> Source
Uncertainty in the Spatial Interpolation of Ozone Monitoring Data
by Stefan R. Falke,stefan@mecf.wustl.edu and Rudolf B. Husar ,
rhusar@mecf.wustl.edu
Center for Air Pollution Impact and Trend Analysis (CAPITA)
May, 1996
DRAFT
Spatial interpolation is frequently applied in estimating air pollutant concentrations. A common interpolation technique is the inverse distance weighted interpolation (1/r^n). Two general factors that influence the interpolation procedure are the type of data used and the "setting" of the interpolation, i.e. the number of stations used and the weighing factor. The data used in this work were hourly ozone concentrations from the EPA's Aerometric Information Retrieval System (AIRS) and Clean Air Status and Trends Network (CASTNet) networks for the eastern U.S. The uncertainty of the interpolation was tested from three perspectives, 1)comparison of the location setting (urban, suburban, rural) influence on the interpolation , 2)analysis of the number of stations used in the interpolation, and 3)evaluation of the effect of adding sites to the data set.
The spatial interpolation procedure used performed adequately in estimating ozone concentrations in the eastern half of U.S. with R2 values ranging from 0.6 to 0.85.
Using a maximum number of three or four ozone monitoring sites generally produced the best interpolation performance. The addition of CASTNet sites to the AIRS network did not show any substantial improvement in the interpolation results.
Introduction
Spatial interpolation is commonly used for
estimating air pollutant concentrations at locations between monitoring
stations. A common interpolation scheme is the inverse distance (r) weighted
interpolation (1/rn). This work tests the performance of distance
weighted interpolation in estimating ozone concentrations in the
eastern half of the United States. Interpolation performance testing was done by removing ozone monitoring sites from the ozone data set, interpolating the remaining sites, and comparing the measured concentration at the removed sites with their respective interpolated values. This testing method was used to analyze the ability to estimate urban, suburban and rural ozone concentrations. It was also used to determine the ideal number of sites to use in the interpolation and to evaluate the influence of adding monitoring sites to an existing network.
Back to Contents
Methodology
Spatial Interpolation
Spatial interpolation was conducted using a program called the
Gridder. It uses a table of latitude, longitude,
and concentration values to create a concentration grid for a
specified region. The Gridder allows the user to set the radius
of influence, the minimum number of stations to be used in the
interpolation, the maximum number of sites for use in the interpolation,
and the type of distance weighing. The Gridder allows the user to select whether the output be
a full X by Y grid of interpolated values or a table of interpolated
values for specific locations. In this analysis the output was
in the table format. The pseudocode in the appendix describes the details
of the gridder algorithm.

> Entries provided
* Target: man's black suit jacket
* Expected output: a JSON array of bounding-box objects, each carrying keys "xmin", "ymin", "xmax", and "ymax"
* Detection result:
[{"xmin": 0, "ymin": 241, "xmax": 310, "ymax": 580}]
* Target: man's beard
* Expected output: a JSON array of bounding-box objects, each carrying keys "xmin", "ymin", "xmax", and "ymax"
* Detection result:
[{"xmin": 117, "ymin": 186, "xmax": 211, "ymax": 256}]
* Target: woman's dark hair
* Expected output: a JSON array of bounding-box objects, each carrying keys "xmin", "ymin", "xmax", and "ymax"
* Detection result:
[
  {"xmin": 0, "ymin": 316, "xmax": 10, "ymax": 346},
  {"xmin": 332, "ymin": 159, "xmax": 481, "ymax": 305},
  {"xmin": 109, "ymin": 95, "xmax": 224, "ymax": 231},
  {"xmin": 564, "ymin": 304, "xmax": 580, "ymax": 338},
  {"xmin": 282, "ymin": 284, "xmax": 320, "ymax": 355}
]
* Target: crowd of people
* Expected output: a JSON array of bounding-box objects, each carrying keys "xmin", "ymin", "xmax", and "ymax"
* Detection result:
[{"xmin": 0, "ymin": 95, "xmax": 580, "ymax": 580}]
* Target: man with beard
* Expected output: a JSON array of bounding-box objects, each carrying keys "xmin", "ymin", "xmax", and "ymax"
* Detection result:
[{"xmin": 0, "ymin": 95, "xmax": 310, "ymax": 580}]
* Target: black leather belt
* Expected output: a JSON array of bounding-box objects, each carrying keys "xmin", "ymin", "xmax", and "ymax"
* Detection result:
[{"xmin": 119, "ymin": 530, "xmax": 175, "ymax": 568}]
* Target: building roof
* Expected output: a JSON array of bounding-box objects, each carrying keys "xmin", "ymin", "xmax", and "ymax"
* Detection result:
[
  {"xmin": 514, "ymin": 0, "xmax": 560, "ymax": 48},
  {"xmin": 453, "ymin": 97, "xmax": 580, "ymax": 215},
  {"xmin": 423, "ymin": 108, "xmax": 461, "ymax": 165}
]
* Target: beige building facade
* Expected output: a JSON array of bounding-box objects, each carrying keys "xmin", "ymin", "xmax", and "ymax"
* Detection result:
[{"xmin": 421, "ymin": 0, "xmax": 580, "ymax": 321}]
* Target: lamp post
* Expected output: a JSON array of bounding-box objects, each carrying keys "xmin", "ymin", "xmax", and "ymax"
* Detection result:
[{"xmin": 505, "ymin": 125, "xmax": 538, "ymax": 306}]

> Work to complete
a. In the ozone interpolation draft, what maximum number of monitoring sites generally gave the best interpolation performance?
b. Return, unchanged, the lines of the listing from the one containing "man with beard" through the end of the listing, including both ends.
The ozone interpolation draft and the listing are unrelated, independent pieces of material.

> Final results
a. Three or four sites.

b.
* Target: man with beard
* Expected output: a JSON array of bounding-box objects, each carrying keys "xmin", "ymin", "xmax", and "ymax"
* Detection result:
[{"xmin": 0, "ymin": 95, "xmax": 310, "ymax": 580}]
* Target: black leather belt
* Expected output: a JSON array of bounding-box objects, each carrying keys "xmin", "ymin", "xmax", and "ymax"
* Detection result:
[{"xmin": 119, "ymin": 530, "xmax": 175, "ymax": 568}]
* Target: building roof
* Expected output: a JSON array of bounding-box objects, each carrying keys "xmin", "ymin", "xmax", and "ymax"
* Detection result:
[
  {"xmin": 514, "ymin": 0, "xmax": 560, "ymax": 48},
  {"xmin": 453, "ymin": 97, "xmax": 580, "ymax": 215},
  {"xmin": 423, "ymin": 108, "xmax": 461, "ymax": 165}
]
* Target: beige building facade
* Expected output: a JSON array of bounding-box objects, each carrying keys "xmin", "ymin", "xmax", and "ymax"
* Detection result:
[{"xmin": 421, "ymin": 0, "xmax": 580, "ymax": 321}]
* Target: lamp post
* Expected output: a JSON array of bounding-box objects, each carrying keys "xmin", "ymin", "xmax", and "ymax"
* Detection result:
[{"xmin": 505, "ymin": 125, "xmax": 538, "ymax": 306}]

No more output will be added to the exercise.